GIVEN TASK 1:
Extract the words of the passage on suffering and God's choices from "Why does God" up to and including "to seek him.", copying them unchanged.
GIVEN TASK 2:
Continue the passage on suffering and God's choices from its final sentence onward.

TEXT PROVIDED:
··········
So, for me, a world without suffering would be a world that did not enable me to be human in the deeper way that I have grown over the years because of my suffering and that of others.

Don't ever give up on exploring the mystery of your own life and the mystery of God, but never expect to be able to get an answer that means there is no longer any mystery.  If you could, then you would not be dealing with God.


MOST REV MICHAEL E PUTNEY Bishop of Townsville 

Question 10

Why does God choose some people? For example, Padre Pio used to talk to angels when he was small, Anne Catherine Emmerich used to see visions when very young, St Joan used to hear voices.....all babies are innocent while they are why doesn't everyone get visions when small and only some?...If he had given everyone visions I am sure the world will be a good place.


Each of us has been created in God's image but we are also made to be our own individual and unique person.  God chooses to reveal himself in a way that is unique to each individual because he knows what is best for each of us and knows when to reveal himself and when to give us time to seek him.
··········
RECORD LIST:
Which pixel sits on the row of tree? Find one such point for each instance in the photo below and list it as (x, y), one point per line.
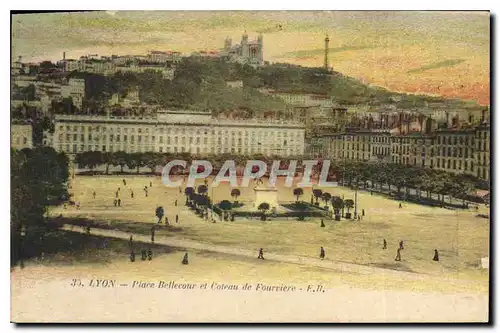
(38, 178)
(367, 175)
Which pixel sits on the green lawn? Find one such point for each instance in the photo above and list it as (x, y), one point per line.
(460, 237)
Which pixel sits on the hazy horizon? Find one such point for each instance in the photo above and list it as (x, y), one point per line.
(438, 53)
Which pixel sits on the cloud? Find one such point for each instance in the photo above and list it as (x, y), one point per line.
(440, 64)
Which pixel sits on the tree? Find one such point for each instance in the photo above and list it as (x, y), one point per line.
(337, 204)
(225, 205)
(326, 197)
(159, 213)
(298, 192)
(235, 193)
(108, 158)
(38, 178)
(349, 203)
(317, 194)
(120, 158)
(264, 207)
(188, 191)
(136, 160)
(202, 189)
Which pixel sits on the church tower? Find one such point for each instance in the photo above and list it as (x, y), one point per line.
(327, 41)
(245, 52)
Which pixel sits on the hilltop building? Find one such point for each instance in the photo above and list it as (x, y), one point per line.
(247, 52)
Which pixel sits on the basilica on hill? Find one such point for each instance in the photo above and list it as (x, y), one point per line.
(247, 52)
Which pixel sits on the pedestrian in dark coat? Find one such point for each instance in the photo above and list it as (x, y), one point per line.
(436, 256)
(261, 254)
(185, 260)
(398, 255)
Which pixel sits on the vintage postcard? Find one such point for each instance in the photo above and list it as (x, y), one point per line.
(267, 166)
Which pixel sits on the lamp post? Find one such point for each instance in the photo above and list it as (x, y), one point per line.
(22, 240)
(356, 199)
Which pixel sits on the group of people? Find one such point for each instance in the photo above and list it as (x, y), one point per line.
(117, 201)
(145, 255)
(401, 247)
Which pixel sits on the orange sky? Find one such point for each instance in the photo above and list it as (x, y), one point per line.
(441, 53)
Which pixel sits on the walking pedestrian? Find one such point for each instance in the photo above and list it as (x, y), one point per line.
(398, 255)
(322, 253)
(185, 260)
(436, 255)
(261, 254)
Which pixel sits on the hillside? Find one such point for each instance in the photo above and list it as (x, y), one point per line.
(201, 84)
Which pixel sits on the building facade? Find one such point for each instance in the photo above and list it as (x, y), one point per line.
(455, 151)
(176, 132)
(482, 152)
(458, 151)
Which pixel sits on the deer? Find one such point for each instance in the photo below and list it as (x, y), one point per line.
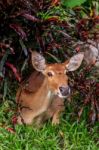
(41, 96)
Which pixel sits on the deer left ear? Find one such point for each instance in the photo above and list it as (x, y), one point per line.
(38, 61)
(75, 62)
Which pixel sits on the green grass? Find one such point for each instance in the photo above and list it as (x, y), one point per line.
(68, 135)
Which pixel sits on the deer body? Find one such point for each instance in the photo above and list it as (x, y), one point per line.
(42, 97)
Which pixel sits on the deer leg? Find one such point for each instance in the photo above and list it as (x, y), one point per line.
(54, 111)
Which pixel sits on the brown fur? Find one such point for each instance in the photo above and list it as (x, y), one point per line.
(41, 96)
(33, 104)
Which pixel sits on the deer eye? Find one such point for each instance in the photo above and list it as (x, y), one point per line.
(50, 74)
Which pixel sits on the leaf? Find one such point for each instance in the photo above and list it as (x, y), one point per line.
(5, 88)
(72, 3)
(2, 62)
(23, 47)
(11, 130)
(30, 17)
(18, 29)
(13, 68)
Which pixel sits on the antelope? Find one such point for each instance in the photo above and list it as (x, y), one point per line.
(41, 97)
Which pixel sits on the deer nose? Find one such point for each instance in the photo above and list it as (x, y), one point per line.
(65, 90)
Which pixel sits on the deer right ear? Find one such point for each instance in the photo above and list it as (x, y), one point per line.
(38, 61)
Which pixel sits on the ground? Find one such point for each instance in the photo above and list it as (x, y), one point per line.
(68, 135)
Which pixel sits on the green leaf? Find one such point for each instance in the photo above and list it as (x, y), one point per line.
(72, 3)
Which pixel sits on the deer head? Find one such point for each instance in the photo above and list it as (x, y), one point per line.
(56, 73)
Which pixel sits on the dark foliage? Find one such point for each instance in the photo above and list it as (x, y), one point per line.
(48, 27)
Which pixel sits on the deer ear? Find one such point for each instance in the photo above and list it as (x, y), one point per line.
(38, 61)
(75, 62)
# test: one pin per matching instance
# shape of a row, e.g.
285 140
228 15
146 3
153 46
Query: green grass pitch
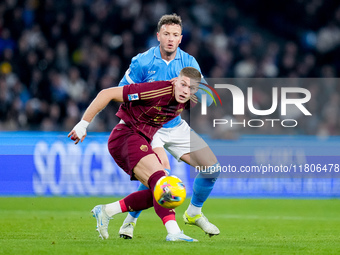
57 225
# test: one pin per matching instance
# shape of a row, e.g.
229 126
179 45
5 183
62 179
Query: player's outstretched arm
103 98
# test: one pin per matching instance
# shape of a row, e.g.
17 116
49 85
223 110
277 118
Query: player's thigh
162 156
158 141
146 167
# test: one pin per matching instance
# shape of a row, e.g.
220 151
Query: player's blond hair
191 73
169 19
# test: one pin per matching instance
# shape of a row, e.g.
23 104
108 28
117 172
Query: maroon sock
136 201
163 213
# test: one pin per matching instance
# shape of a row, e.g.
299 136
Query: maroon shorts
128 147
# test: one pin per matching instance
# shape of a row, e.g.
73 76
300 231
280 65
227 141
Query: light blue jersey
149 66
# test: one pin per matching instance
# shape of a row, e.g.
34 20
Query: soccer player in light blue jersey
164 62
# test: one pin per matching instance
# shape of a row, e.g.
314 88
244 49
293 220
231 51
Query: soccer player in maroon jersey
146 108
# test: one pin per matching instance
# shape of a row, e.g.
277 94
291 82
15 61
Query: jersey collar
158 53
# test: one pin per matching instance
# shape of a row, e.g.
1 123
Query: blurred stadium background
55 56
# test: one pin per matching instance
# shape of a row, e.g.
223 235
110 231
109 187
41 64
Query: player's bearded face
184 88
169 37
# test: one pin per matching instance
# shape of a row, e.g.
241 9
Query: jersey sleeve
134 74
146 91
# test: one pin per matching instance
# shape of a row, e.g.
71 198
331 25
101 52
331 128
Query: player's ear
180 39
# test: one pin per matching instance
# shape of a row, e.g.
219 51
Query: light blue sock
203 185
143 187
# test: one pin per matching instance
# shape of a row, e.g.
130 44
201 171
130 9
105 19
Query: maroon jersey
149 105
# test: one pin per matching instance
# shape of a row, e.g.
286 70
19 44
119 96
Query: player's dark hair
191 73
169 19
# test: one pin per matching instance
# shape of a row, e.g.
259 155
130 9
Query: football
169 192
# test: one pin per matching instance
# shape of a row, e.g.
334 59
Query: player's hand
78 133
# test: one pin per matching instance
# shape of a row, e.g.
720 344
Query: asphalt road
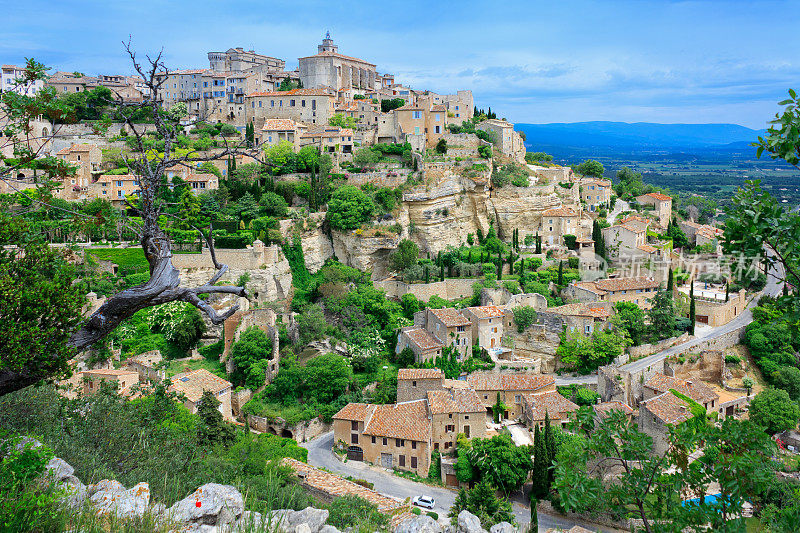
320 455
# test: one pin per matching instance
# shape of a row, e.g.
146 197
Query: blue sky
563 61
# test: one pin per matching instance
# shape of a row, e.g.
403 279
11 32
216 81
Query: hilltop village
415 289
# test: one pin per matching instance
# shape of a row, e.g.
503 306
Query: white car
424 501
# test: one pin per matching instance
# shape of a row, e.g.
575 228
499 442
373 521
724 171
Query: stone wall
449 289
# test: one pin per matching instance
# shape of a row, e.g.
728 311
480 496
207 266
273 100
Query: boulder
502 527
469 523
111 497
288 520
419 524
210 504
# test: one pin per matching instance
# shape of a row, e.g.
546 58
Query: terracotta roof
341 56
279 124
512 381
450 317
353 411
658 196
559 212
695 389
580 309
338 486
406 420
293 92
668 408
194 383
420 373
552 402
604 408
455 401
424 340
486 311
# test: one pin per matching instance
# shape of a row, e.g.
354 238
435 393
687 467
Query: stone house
··········
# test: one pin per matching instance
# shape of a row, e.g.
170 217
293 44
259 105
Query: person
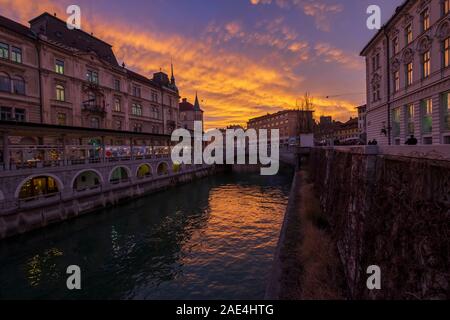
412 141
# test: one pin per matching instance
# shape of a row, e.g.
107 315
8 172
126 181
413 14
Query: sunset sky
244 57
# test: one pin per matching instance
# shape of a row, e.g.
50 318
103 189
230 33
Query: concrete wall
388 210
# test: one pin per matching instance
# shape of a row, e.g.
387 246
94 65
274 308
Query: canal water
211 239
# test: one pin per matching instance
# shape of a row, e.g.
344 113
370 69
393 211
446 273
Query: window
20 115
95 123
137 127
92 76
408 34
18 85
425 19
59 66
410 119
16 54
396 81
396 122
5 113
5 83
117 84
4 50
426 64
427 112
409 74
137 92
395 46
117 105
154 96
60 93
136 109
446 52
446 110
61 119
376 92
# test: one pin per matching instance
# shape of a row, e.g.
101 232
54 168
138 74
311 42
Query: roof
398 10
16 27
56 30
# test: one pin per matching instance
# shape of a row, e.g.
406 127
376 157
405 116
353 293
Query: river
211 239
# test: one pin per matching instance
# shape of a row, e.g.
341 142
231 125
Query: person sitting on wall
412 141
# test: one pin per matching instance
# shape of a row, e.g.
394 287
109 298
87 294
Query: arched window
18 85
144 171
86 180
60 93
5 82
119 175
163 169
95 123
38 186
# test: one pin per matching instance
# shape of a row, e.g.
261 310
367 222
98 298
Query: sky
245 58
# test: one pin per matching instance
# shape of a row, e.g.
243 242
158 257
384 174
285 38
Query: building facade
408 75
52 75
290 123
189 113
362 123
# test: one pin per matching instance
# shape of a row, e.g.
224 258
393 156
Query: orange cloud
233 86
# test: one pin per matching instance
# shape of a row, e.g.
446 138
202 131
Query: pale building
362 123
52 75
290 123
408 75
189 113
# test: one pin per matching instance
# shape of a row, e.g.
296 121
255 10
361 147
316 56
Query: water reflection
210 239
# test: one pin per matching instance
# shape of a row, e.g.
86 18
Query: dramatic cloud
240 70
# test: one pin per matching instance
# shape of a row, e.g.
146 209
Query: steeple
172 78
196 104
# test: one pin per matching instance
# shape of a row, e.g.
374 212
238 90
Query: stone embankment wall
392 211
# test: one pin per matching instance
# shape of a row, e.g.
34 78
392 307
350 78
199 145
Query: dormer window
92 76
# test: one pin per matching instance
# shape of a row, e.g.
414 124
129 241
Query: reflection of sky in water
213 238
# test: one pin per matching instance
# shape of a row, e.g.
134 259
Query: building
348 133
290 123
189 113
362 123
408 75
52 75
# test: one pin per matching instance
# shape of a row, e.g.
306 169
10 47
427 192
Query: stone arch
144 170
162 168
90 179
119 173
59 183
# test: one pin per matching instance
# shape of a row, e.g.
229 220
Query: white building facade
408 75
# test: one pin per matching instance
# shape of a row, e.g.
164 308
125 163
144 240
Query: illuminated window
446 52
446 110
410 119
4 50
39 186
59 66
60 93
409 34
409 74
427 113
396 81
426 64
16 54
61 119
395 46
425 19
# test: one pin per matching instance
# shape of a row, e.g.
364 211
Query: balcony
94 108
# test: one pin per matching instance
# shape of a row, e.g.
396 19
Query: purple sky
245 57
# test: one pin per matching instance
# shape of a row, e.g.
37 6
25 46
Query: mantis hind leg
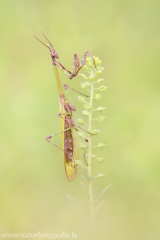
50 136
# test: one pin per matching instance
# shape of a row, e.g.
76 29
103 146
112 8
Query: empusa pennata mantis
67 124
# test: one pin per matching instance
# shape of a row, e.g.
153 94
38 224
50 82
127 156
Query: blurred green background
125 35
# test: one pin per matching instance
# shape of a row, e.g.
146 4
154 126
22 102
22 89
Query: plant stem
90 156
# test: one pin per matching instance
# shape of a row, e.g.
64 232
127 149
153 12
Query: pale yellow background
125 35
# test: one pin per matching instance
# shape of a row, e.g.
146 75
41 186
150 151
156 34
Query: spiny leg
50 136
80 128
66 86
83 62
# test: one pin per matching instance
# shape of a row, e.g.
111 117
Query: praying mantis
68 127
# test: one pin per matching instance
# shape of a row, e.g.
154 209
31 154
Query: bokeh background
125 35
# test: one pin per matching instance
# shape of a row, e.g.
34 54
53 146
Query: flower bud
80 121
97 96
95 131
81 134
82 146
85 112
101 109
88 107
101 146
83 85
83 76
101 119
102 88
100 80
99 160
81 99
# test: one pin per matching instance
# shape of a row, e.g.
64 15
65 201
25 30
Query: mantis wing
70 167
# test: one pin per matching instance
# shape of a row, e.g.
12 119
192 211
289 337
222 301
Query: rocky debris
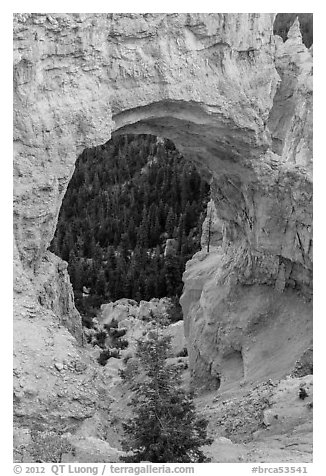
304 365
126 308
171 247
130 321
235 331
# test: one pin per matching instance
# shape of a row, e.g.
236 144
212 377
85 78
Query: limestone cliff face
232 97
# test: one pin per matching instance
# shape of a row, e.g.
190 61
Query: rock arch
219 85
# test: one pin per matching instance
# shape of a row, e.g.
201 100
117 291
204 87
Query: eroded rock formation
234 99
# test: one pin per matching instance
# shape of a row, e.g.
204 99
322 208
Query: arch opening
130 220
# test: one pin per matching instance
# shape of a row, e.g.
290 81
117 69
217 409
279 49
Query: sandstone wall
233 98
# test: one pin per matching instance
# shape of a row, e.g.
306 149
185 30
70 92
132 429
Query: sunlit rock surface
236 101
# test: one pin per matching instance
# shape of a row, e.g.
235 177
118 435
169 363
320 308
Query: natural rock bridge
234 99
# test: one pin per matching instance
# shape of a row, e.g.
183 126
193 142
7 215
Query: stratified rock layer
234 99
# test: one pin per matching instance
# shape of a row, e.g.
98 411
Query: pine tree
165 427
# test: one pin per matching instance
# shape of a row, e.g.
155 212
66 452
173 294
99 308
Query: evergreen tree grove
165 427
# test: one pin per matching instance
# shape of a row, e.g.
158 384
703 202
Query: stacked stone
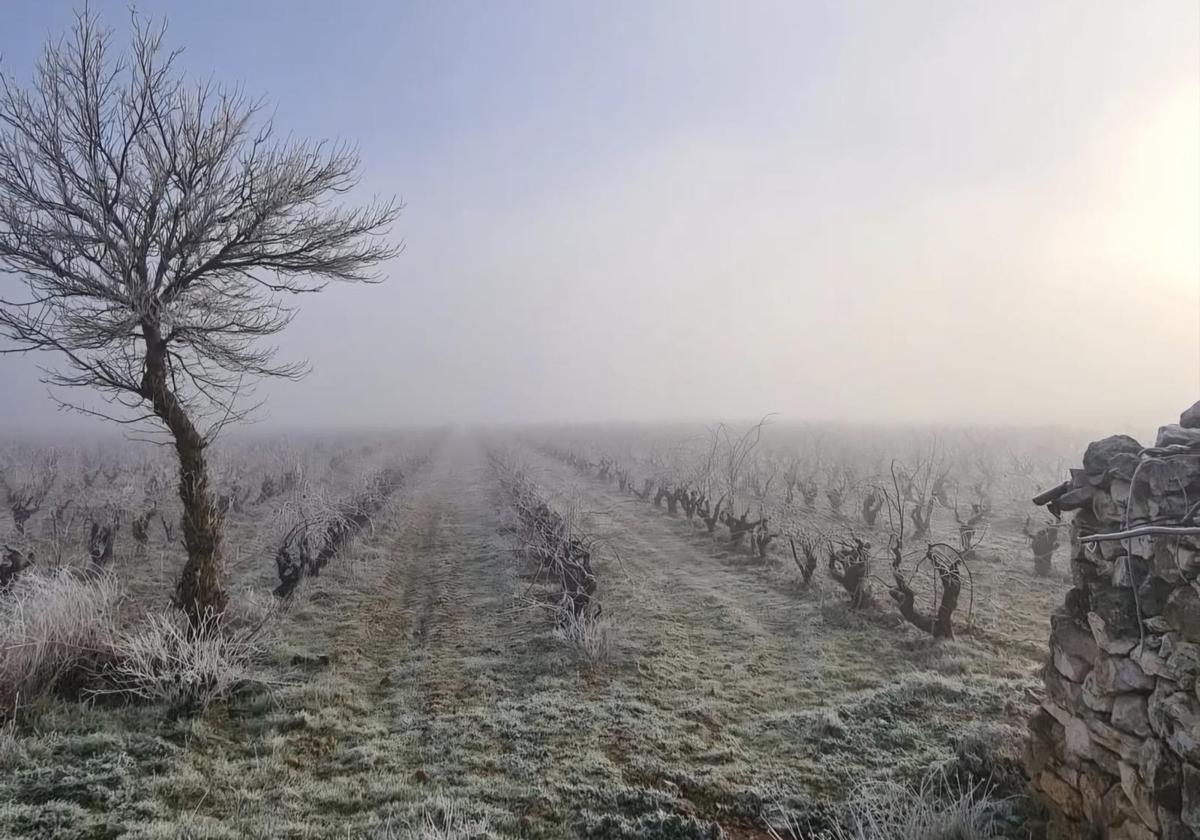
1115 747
··········
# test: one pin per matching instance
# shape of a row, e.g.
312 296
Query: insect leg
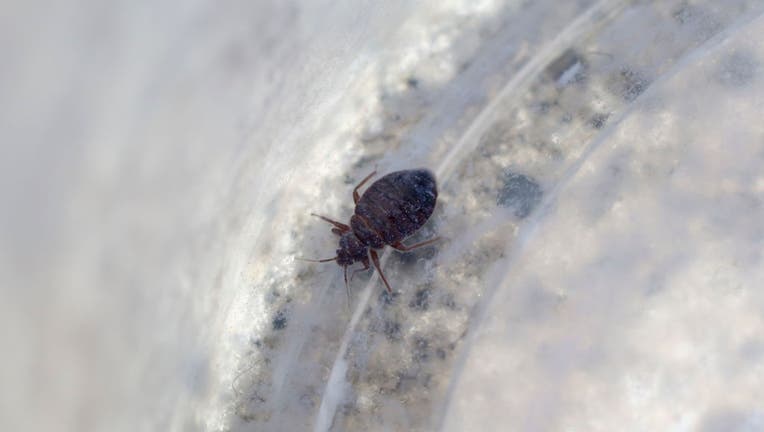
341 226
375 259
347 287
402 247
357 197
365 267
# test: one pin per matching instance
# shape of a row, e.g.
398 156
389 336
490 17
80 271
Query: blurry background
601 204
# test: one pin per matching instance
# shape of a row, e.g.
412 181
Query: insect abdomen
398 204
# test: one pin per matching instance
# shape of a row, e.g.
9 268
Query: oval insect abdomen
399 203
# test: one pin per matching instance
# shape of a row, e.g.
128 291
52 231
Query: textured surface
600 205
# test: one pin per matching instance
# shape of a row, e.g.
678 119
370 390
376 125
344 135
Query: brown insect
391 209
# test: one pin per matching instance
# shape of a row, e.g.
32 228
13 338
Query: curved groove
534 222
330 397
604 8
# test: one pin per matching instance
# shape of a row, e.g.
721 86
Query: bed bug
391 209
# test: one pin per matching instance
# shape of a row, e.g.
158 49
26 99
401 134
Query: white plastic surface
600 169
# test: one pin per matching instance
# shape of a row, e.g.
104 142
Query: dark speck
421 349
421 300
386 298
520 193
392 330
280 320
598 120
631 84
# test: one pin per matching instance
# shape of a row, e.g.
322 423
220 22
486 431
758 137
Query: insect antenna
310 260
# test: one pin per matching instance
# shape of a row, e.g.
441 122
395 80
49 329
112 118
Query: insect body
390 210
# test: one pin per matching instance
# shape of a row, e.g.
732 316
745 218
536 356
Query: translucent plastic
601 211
··········
RIGHT ANSWER 1:
Why does God choose some people? For example, Padre Pio used to talk to angels when he was small, Anne Catherine Emmerich used to see visions when very young, St Joan used to hear voices.....all babies are innocent while they are why doesn't everyone get visions when small and only some?...If he had given everyone visions I am sure the world will be a good place.


Each of us has been created in God's image but we are also made to be our own individual and unique person.  God chooses to reveal himself in a way that is unique to each individual because he knows what is best for each of us and knows when to reveal himself and when to give us time to seek him.

RIGHT ANSWER 2:
If you look at the lives of people in the Bible, you will see that each person who was touched by God and experienced Him revealing Himself to them, experienced God in a different way.  Moses found him in the burning bush, Elijah in the gentle wind, and St Paul was blinded and knocked to the ground.

We encounter God at various times when God is ready to reveal himself and at a time when we are ready to experience him.  Some of the saints experienced God in very tangible and extraordinary ways, such as visions and voices; but not all.  For many, God did not give them any great sense of his presence for much of their lives.  They experienced what St John of the Cross called "the dark night of the soul".

The saints, too, always discouraged people focussing on the extraordinary, because it was too easy to settle for those special signs of God's presence and not make the difficult journey of growing closer to God every day.  Also, people can easily mistake for signs of the presence of God what in fact are simply their own emotions, or events that have other natural explanations.  It is a very tricky area and not the normal way God uses for us to grow close to him.  God seems rather to want us to grow gradually as we long for him more and more, and seek him with greater eagerness.  We change so that we are more and more able to receive his gift of himself, but always the fullness of the gift still remains something that awaits at the end of our lives.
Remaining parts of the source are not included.